Selected text.
The following information will be collected during the baseline interviews to conduct sub-group analyses and to identify factors associated with condom use: age, education, employment, area of residence (rural or urban), reproductive history, pregnancy intention, sexual history, STI history, substance use, domestic violence, contraceptive methods in use, awareness of dual-method use, spousal communication on family planning, HIV status of participants and their partners, disclosure of HIV status, antiretroviral therapy (ART) treatment status [14, 22, 38], HIV-related knowledge (HIV-KQ-18) , perceived STI and HIV infection risk , condom use self-efficacy , sexual relationship control power (the Sexual Relationship Power Scale: SRPS) , and women's perception of the social acceptability of contraception .
On the day of enrollment, all women will be interviewed using a pre-tested structured questionnaire to identify basic baseline characteristics. Then, they will be followed up via phone bimonthly for eight months to assess how the intervention influences on dual-method use and pregnancy and STI incidence (two, four, six, and eight months after the enrollment). All interviews will be conducted by trained female research assistants using an interview guide in either English or Runyankore. All data will be entered using EpiData version 4.6.
All participants will be given some incentives worth of 10,000 UGX (equivalent to 3 USD) for their time and participation in the study after the initial interviews. Participants who participate in the learning workshop will receive 20,000 UGX (equivalent to 6 USD) for transportation.

Excerpted data.
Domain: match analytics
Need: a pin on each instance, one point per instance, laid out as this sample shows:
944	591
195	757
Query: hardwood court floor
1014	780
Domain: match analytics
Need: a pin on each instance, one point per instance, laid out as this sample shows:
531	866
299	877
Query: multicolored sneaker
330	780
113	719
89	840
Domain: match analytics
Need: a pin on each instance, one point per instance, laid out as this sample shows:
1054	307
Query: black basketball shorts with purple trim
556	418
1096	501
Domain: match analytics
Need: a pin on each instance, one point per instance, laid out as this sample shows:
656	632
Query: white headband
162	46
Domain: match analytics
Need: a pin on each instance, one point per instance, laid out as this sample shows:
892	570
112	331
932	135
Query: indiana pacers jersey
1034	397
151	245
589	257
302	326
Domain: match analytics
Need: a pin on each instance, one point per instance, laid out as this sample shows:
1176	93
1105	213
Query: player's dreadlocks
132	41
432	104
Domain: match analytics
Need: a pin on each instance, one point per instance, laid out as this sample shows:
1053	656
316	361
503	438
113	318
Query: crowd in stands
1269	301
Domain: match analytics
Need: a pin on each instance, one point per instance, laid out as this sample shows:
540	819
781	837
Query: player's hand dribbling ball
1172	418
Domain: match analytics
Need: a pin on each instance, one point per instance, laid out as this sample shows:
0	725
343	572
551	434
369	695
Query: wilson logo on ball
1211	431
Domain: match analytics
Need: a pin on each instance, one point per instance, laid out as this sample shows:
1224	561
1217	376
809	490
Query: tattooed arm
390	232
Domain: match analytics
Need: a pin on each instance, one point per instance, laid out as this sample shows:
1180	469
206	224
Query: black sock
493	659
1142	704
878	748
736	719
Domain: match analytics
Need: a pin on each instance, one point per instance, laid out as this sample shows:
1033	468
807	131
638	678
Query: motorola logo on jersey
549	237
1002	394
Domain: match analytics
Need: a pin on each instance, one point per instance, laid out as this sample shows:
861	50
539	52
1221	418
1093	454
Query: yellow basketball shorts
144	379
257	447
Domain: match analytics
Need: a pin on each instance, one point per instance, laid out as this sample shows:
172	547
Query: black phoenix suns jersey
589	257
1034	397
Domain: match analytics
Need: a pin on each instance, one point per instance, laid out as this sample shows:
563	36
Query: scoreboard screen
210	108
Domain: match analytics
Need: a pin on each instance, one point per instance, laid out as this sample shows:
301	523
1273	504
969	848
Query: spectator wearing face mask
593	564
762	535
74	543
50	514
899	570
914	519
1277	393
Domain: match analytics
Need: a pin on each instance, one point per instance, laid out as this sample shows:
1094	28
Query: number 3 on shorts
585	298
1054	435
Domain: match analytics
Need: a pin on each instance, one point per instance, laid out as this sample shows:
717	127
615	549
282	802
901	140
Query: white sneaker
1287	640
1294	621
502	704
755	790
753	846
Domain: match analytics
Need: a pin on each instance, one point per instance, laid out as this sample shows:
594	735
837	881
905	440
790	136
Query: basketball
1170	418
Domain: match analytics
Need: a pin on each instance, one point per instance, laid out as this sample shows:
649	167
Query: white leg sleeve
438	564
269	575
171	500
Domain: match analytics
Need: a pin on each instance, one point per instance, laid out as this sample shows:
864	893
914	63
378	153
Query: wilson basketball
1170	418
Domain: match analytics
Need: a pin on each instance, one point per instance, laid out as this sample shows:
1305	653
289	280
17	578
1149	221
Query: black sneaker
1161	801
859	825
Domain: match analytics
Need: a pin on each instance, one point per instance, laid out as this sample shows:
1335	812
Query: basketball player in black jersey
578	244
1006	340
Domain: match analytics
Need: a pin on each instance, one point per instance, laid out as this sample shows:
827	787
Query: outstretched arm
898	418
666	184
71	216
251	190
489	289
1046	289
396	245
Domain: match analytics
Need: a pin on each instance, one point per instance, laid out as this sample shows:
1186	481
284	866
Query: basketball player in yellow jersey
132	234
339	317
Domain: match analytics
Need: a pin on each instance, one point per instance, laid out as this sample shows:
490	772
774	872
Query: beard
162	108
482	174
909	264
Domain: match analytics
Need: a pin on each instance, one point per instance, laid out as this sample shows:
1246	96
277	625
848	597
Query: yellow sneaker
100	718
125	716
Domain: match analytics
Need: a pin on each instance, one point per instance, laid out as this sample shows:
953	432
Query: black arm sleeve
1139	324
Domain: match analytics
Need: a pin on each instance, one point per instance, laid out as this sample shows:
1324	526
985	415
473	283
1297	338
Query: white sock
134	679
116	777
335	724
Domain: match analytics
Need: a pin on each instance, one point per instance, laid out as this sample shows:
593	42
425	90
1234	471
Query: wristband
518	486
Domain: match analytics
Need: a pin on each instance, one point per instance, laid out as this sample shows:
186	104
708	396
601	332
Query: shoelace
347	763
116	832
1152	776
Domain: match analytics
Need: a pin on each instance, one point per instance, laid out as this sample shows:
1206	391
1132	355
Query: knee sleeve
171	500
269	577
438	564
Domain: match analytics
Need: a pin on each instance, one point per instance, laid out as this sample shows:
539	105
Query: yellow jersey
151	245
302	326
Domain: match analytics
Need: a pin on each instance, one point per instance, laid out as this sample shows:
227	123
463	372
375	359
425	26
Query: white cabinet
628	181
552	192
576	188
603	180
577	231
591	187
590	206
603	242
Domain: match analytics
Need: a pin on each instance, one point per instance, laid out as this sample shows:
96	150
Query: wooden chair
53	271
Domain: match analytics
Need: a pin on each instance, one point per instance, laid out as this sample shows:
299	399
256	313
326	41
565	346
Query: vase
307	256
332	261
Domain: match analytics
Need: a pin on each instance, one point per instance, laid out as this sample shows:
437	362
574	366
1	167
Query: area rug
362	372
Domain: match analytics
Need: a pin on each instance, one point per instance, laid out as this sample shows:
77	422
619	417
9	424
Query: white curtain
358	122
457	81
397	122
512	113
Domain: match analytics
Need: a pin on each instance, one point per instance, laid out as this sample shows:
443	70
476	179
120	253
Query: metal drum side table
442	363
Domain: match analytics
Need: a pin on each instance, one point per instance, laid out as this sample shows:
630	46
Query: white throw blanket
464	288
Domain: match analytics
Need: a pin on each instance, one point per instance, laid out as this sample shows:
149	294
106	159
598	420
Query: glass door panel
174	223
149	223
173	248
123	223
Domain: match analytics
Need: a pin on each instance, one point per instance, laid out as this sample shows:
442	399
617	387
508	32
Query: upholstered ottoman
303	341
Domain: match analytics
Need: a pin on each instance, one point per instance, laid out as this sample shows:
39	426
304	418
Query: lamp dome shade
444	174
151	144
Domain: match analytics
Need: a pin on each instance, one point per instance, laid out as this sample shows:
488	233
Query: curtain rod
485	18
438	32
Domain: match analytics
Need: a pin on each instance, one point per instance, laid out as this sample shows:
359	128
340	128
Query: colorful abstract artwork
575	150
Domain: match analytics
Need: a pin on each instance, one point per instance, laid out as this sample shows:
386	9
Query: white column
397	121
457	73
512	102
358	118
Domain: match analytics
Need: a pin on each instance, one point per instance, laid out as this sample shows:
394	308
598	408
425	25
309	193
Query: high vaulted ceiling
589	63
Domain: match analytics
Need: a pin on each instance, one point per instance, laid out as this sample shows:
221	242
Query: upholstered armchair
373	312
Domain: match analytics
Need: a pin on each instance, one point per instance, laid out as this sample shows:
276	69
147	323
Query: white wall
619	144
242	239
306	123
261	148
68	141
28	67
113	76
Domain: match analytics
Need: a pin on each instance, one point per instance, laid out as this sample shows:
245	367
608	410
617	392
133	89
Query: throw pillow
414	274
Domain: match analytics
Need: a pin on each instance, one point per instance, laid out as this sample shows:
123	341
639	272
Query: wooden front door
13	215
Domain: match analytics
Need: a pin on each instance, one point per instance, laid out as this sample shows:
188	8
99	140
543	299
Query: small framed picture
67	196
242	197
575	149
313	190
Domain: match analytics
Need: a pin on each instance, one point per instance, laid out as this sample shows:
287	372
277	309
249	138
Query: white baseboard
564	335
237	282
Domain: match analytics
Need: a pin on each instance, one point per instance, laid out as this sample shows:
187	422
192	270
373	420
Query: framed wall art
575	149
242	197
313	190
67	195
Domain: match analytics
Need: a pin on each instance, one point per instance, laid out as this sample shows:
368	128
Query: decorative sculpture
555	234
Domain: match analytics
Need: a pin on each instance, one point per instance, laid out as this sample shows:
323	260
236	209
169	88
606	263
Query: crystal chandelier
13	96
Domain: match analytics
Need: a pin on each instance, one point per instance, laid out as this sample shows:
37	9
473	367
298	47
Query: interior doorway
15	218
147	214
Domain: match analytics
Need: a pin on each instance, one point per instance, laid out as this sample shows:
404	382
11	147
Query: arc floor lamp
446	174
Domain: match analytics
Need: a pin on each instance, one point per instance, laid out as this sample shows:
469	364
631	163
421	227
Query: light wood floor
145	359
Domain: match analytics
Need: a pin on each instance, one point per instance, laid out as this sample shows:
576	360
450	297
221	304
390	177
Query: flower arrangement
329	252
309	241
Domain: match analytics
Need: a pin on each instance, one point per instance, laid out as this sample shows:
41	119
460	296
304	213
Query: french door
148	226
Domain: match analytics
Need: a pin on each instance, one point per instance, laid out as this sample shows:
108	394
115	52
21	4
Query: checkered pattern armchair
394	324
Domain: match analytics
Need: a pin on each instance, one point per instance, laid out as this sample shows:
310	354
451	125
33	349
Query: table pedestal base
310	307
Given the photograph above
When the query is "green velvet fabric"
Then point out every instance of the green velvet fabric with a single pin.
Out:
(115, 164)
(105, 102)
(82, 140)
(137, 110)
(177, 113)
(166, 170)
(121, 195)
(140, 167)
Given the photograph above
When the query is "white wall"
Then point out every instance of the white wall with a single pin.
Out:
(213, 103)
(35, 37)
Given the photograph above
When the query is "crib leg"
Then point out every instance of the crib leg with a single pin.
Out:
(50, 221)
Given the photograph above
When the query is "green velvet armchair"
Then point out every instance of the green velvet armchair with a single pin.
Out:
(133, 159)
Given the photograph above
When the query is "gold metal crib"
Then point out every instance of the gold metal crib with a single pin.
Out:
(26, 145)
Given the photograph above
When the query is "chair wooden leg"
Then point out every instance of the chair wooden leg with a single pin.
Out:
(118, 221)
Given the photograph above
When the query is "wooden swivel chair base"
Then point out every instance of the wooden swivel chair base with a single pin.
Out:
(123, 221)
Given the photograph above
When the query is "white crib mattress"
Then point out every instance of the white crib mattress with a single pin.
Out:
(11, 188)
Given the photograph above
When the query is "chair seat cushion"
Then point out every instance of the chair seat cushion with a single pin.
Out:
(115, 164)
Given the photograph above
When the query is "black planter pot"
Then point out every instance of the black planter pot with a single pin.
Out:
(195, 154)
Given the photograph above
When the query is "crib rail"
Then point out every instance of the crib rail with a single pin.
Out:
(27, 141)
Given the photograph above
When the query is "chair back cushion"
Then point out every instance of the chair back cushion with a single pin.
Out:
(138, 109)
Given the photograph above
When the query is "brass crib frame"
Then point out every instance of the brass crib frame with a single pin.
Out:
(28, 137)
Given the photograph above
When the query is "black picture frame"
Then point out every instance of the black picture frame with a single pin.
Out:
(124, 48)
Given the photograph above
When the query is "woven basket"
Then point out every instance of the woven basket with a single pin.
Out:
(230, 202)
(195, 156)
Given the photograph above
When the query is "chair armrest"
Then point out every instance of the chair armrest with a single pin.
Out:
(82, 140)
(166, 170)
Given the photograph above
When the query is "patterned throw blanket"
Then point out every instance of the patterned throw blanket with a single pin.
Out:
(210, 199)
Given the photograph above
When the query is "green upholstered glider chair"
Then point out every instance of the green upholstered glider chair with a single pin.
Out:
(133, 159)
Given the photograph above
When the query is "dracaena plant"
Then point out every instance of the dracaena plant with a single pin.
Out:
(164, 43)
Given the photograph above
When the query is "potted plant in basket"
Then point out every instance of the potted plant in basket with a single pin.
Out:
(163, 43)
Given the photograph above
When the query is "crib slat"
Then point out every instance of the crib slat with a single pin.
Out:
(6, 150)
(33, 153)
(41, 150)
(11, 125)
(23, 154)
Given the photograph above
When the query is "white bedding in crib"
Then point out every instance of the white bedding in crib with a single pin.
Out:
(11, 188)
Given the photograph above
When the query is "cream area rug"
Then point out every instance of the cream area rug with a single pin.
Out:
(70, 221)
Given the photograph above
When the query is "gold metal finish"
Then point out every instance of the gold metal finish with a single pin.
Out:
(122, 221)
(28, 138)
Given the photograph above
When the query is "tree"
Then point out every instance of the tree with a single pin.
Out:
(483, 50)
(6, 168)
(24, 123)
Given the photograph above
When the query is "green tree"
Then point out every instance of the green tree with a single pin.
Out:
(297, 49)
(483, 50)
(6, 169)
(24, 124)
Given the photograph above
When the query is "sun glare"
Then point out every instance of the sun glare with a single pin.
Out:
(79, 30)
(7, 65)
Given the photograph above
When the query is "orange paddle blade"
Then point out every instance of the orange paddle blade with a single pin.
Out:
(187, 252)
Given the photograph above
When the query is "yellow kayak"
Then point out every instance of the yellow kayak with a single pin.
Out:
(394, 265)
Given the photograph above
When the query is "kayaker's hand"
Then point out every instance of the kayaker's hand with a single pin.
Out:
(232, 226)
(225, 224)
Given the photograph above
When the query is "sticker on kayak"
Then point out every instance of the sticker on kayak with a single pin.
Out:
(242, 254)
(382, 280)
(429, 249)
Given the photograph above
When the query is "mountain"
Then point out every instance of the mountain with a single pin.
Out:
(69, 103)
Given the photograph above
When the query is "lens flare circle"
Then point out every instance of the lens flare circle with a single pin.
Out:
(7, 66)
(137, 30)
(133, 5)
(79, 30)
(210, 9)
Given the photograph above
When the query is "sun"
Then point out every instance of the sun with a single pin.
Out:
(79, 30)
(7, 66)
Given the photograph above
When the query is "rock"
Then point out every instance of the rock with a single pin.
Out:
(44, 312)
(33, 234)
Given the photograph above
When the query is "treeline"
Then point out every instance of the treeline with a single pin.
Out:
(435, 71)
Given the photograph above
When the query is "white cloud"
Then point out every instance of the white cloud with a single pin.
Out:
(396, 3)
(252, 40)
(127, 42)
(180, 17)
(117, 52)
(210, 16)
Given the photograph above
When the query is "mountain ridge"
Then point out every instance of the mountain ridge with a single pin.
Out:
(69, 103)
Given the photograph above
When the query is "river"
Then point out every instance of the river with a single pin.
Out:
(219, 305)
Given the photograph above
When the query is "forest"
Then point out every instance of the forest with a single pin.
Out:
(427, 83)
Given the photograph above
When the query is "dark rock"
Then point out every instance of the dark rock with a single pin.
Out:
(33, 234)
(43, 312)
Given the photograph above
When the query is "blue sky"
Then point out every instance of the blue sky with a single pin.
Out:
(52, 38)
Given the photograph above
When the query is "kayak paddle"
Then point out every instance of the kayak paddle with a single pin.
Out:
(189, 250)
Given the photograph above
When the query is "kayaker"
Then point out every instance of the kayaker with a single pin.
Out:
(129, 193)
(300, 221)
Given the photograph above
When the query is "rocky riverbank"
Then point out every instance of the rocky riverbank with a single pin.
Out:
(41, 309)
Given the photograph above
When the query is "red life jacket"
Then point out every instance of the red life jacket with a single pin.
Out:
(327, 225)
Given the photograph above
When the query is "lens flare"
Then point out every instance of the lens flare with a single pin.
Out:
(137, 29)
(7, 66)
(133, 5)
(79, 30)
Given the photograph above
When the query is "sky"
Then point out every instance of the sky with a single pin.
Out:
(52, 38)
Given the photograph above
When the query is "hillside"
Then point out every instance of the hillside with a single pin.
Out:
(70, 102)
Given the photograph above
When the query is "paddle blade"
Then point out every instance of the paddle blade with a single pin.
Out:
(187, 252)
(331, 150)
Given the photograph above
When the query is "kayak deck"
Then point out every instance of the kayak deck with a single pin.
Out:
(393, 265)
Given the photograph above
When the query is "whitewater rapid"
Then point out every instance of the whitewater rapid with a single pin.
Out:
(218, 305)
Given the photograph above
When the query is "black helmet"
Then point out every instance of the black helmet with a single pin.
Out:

Task set.
• a. Answer these questions using the study protocol excerpt:
(i) How often will the women be followed up by phone, and for how long?
(ii) Which software will be used to enter the data?
(iii) How much will participants in the learning workshop get for transportation?
• b. Print the study protocol excerpt from "On the day of" to "EpiData version 4.6.".
• c. Carry on the study protocol excerpt from its final sentence.
The data has nothing to do with the study protocol excerpt.

Expected results.
• a.
(i) Every two months (bimonthly) for eight months.
(ii) EpiData version 4.6.
(iii) 20,000 UGX (equivalent to 6 USD).

• b.
On the day of enrollment, all women will be interviewed using a pre-tested structured questionnaire to identify basic baseline characteristics. Then, they will be followed up via phone bimonthly for eight months to assess how the intervention influences on dual-method use and pregnancy and STI incidence (two, four, six, and eight months after the enrollment). All interviews will be conducted by trained female research assistants using an interview guide in either English or Runyankore. All data will be entered using EpiData version 4.6.

• c.
The background characteristics of women will be compared between the intervention and the control group using Pearson’s chi-squared or Fisher’s exact tests . Mixed effects logistic regression analysis will be performed with a random effects term for the clusters to access the effect of the intervention on the following outcomes: dual-method selection and adherence, self-reporting pregnancy and STI incidence in the two months before each follow-up data collection. In addition, hierarchical logistic regression model will be introduced to ascertain the predictors of each outcome. Model 1 will be adjusted for demographic variables, such as age, education, and the number of children. Model 2 will be adjusted for the status of residence (urban or rural) in addition to demographic variables. Model 3 will include the type of HECs at the baseline sequentially, which is known to be associated with dual-method use [8, 45]. Model 4 will be adjusted for variables related to their partners, such as partner’s attitude toward family planning. Model 5 will include women’s perceived risk of HIV/STIs. Model 6 (full model) will be adjusted for all variables. Besides, sub-group analyses will be conducted among HIV-seroconcordant and-discordant couples. All the analyses will be conducted on both per-protocol and intention-to-treat basis. Per-protocol analysis will assess the efficacy of the intervention while intention-to-treat analysis will test its effectiveness . Attrition rates and reasons for dropout will be compared between the intervention and the control group . The significance level will be set at 5%. STATA version 13.1 will be used for all data analyses.